STATED TASK »
Copy out the data below, switching "drop a point" to "place a marker" wherever it occurs and leaving everything else unchanged. Omit the pictures from your copy.

>> start STORED RECORDS

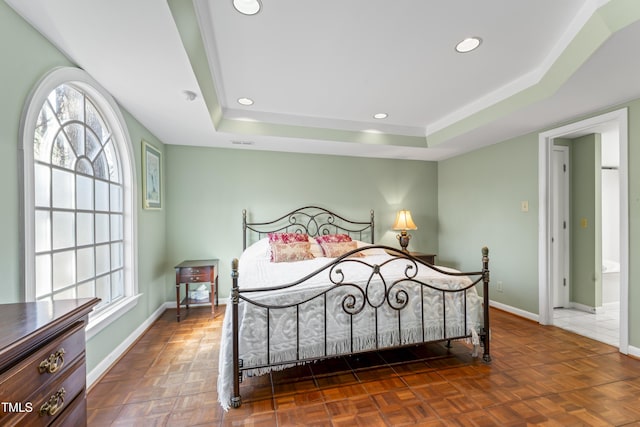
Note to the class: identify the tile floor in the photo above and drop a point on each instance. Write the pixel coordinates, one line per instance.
(603, 326)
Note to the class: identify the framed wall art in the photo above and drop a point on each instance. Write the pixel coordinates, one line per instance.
(151, 177)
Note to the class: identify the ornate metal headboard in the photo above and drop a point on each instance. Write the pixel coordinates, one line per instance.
(311, 220)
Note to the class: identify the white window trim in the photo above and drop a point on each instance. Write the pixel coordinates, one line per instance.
(113, 116)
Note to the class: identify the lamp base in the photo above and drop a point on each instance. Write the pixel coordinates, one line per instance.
(404, 238)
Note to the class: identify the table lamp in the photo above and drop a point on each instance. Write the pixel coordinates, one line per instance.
(403, 223)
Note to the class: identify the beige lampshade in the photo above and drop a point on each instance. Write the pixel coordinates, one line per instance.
(404, 221)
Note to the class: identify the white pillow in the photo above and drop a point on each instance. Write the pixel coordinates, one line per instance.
(258, 251)
(374, 251)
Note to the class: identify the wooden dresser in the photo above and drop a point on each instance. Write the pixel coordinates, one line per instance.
(42, 363)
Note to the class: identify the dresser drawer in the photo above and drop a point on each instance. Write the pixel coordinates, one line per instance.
(75, 414)
(195, 274)
(44, 366)
(53, 400)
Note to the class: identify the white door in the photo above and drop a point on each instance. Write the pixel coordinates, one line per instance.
(560, 226)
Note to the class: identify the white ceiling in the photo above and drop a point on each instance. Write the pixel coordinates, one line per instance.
(318, 71)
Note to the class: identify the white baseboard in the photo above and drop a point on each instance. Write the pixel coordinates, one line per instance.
(106, 363)
(514, 310)
(633, 351)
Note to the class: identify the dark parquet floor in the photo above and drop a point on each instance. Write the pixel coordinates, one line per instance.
(539, 376)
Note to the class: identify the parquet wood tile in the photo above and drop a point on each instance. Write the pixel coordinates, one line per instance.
(539, 376)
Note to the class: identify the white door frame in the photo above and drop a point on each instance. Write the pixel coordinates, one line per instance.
(561, 242)
(545, 143)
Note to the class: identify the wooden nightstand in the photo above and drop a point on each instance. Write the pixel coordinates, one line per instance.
(428, 258)
(197, 271)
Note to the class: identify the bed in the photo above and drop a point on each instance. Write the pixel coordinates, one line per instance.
(312, 285)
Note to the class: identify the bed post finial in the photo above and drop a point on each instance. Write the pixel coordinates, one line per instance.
(373, 240)
(235, 398)
(244, 229)
(485, 292)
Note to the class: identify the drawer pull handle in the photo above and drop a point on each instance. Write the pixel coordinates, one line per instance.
(55, 403)
(53, 363)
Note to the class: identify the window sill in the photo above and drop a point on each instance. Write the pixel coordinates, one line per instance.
(99, 321)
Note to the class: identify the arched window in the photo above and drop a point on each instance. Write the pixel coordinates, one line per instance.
(79, 235)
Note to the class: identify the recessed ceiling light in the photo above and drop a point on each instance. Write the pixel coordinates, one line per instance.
(247, 7)
(245, 101)
(189, 95)
(468, 44)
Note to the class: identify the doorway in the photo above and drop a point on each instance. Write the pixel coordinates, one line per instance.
(560, 226)
(549, 260)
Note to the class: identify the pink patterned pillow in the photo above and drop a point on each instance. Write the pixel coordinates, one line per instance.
(336, 249)
(287, 237)
(333, 238)
(288, 252)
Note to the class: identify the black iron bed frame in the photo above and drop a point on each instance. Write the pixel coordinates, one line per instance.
(315, 221)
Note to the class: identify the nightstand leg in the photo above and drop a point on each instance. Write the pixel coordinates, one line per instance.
(178, 302)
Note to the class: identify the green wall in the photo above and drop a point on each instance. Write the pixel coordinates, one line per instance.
(23, 64)
(207, 189)
(586, 227)
(479, 197)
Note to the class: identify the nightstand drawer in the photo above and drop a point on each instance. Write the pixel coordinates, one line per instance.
(195, 274)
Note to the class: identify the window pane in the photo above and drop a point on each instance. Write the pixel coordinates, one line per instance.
(117, 285)
(85, 229)
(93, 146)
(84, 192)
(116, 255)
(102, 228)
(114, 168)
(86, 290)
(103, 289)
(42, 187)
(116, 227)
(102, 259)
(116, 198)
(64, 269)
(43, 275)
(63, 189)
(64, 230)
(66, 294)
(95, 122)
(75, 135)
(101, 167)
(61, 154)
(43, 231)
(46, 129)
(84, 166)
(68, 103)
(102, 196)
(85, 264)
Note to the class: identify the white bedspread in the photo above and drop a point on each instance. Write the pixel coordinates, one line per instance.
(299, 333)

>> end STORED RECORDS

COMPLETE ANSWER »
Note to the class: identify the tile floor in the photo above and place a marker on each instance. Write the pixel coordinates, one line per instance.
(603, 326)
Note to the class: identify the framed wall art in the photo above and place a marker on each instance. Write the pixel coordinates, one line per instance.
(151, 177)
Note to the class: identify the ornate metal headboard in the photo above and place a marker on each instance. Write the pixel coordinates, one line per instance.
(311, 220)
Note to the class: identify the white window trim in the photo above and place a marker on each instance. Write the pixel coordinates, one line per instance.
(113, 116)
Note to the class: identify the lamp base in the photo above and place a marker on each instance. Write the pixel coordinates, one line per instance.
(404, 238)
Note to the class: identify the table lamp in the photo above and place a marker on each instance. Write the pixel coordinates, one line per instance.
(403, 223)
Note to the class: identify the beige lampshade in the photo above and place a marker on each instance. Write the pixel coordinates, one line per instance.
(404, 221)
Note to the class: identify the white pillow in the photo above and place a marker on each instance. Write the pixel coordinates, one line per instance.
(258, 251)
(374, 251)
Note to the class: identify the wooden dresser in the photo above and place a marker on each instance. Write the pixel coordinates, one line per instance.
(42, 363)
Note to the class: identify the dresser drawer in the photo above and place a marker on each instance. Write the pixel coordinates, one line per instance.
(75, 414)
(195, 274)
(44, 366)
(53, 400)
Note to the class: identify the white door in the photo above and place a marker on each instance. Write the pixel coordinates, one line per instance.
(560, 226)
Note to the class: identify the white ceiling in the photo above and place a marker on each instance. Write the pixel coordinates, one line per instance.
(318, 71)
Note to the class: identify the white baseboard in the photo above and place a marker on each instance. Write the pixel coordinates, one line per instance.
(106, 363)
(514, 310)
(633, 351)
Note to the class: identify the dark parquet floor in the photo above and place a marker on each instance. Write the pixel coordinates, one line per instance.
(539, 376)
Note to the class: identify the parquet wood tile in the photo above and place a marker on each instance. Write the pixel coordinates, one line per instance.
(539, 376)
Note to the class: identify the white door frame in the photo above and place a marker on each instance. Write the pixel coordinates, one line per instance.
(561, 242)
(545, 143)
Note to the class: identify the wooden nightstand in the photo above and place a marker on each instance. Write the pixel coordinates, one line per instance.
(428, 258)
(197, 271)
Note to the class: identify the bed in the photo above and place a marker on each instance. Write the pixel coordinates, one line per instance.
(312, 285)
Note to the class: identify the bed post finial in the photo above and place a marker on each instance. Write the pixel coordinates, one line per instance.
(373, 240)
(235, 398)
(244, 229)
(485, 292)
Note to the class: identify the drawer pull handle in the photo above and place a marker on each instance. Write the pixel coordinates, one line per instance.
(55, 403)
(53, 363)
Note to the class: identify the window sill in the photo above and place a marker on each instance. Write the pixel coordinates, one line per instance.
(99, 321)
Note to the class: identify the arched window in the photo above and place a marker on each instance. Write the pixel coordinates, one line per instance.
(79, 235)
Note to the class: identify the recessed ceiling light in the photo above and place a marker on each instance. Write the pixel coordinates, one line per instance.
(247, 7)
(245, 101)
(189, 95)
(468, 44)
Note to the class: identify the doorway in the photo above and place a marker on each instance. Write the pixel coordinates, one line per instance.
(560, 226)
(549, 260)
Note to the class: identify the pink patterned pillow in the photo above and place a marker on each instance. Write the pixel coordinates, one line per instance.
(336, 249)
(287, 237)
(333, 238)
(288, 252)
Note to the class: identify the black iron bed frame in the photo above and place a marker on each instance. Write the pixel coordinates, one line per instance.
(315, 221)
Note to the class: identify the nightstand leg in the photo above and place a marker on each instance. Write the pixel coordinates, one line per instance.
(178, 302)
Note to the class: identify the green wall in the photo above and place a marker on each instance. Write the pixel coordinates, one line per instance.
(23, 64)
(207, 189)
(586, 227)
(479, 197)
Note to the class: identify the nightstand drawer in the photo above and place a marker on each instance. Write the pixel coordinates, one line per instance.
(195, 274)
Note to the class: identify the window pane in the photo above and place a marker on each instance. Write the pixel coordinates, one line per instance.
(117, 285)
(85, 229)
(93, 146)
(84, 192)
(116, 255)
(102, 228)
(114, 168)
(86, 290)
(103, 289)
(42, 187)
(116, 227)
(102, 259)
(116, 198)
(64, 269)
(43, 275)
(63, 189)
(64, 230)
(66, 294)
(95, 122)
(75, 135)
(101, 167)
(61, 154)
(43, 231)
(46, 129)
(84, 166)
(68, 103)
(102, 196)
(85, 264)
Note to the class: identify the white bedspread in the photo above and place a marker on each instance. Write the pixel coordinates, one line per instance.
(299, 333)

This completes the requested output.